_Page extract_:
Recipient of the Victoria Cross

Frederick William Bell, VC (3 April 1875 – 28 April 1954) was an Australian recipient of the Victoria Cross, the highest award for gallantry in the face of the enemy that can be awarded to British and Commonwealth forces.

==Early life and career==
Bell was born on 3 April 1875 in Perth, Western Australia, and was the first person born in Western Australia to receive the Victoria Cross.

He was 26 years old, and a lieutenant in the West Australian Mounted Infantry during the Second Boer War when the following deed took place for which he was awarded the VC.

On 16 May 1901 at Brakpan, Transvaal, South Africa, when retiring through a heavy fire after holding the right flank, Lieutenant Bell noticed a man dismounted and returned and took him up behind him. The horse not being equal to the weight fell with them, Lieutenant Bell then remained behind and covered the man's retirement till he was out of danger.

_Supplied material_:
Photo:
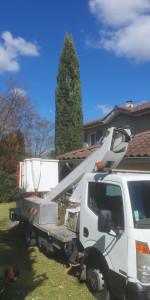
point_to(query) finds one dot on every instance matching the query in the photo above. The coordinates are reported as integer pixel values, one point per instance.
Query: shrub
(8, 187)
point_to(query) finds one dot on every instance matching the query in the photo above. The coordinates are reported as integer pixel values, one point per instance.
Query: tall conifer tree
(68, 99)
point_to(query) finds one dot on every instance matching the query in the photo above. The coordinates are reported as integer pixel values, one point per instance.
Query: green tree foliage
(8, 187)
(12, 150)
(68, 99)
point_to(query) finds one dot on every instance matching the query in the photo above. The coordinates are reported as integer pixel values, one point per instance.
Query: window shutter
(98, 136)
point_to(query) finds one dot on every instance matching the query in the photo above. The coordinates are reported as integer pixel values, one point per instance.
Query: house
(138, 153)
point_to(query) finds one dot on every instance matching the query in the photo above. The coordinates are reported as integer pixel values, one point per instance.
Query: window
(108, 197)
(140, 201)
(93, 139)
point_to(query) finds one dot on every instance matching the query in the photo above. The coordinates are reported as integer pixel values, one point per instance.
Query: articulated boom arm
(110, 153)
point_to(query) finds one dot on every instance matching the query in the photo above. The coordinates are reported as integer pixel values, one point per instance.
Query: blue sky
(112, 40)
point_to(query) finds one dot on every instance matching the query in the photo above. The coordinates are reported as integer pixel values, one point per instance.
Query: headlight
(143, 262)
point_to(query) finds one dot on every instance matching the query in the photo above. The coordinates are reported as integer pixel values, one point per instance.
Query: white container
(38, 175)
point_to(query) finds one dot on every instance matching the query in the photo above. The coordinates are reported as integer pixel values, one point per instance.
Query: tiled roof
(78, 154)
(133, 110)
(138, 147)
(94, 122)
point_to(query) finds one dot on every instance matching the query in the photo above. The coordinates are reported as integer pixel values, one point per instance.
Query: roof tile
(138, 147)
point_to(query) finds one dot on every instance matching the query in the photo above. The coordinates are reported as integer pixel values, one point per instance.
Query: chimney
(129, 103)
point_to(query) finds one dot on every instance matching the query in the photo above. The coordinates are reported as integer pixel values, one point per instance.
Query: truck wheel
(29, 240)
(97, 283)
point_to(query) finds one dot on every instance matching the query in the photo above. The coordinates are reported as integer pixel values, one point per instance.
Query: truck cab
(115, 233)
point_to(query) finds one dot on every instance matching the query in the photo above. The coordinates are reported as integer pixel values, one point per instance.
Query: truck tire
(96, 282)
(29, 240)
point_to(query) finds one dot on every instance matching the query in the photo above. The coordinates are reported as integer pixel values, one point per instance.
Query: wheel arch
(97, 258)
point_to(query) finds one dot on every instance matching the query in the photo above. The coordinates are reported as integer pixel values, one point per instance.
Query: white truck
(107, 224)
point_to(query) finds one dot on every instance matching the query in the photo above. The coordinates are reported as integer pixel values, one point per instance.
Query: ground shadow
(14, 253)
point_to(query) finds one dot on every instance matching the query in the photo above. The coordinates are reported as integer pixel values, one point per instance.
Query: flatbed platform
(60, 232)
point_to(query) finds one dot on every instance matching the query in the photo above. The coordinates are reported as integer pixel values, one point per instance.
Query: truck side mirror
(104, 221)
---
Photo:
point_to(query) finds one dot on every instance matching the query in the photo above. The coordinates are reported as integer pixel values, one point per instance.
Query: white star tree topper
--
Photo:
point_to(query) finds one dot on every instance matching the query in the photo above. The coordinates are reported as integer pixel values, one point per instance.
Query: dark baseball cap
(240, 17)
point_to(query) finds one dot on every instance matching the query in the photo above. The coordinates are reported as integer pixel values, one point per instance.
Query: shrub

_Tasks to perform_:
1. Set down, word for word, the stretch of the Frederick William Bell biography from "Frederick William Bell, VC" through "and Commonwealth forces.".
2. Carry the Frederick William Bell biography further, picking up after its final sentence.

_Answers by item number_:
1.
Frederick William Bell, VC (3 April 1875 – 28 April 1954) was an Australian recipient of the Victoria Cross, the highest award for gallantry in the face of the enemy that can be awarded to British and Commonwealth forces.

2.
Following the end of the war, he went to the United Kingdom and received the decoration from the Prince of Wales during a large coronation parade of colonial troops in London on 1 July 1902.

Bell died on 28 April 1954, and was buried in Canford Cemetery, Bristol, England.

The Frederick Bell ward at the former Repatriation General Hospital, Hollywood was named in his honour.

==Medals==
The Western Australian Government bought Bell's medals in 1984 from a stepson living in Canada, and the set was placed in the collection of the Western Australian Museum. In July 2016 the medals went on loan to the Australian War Memorial in Canberra, where they were on display until June 2019.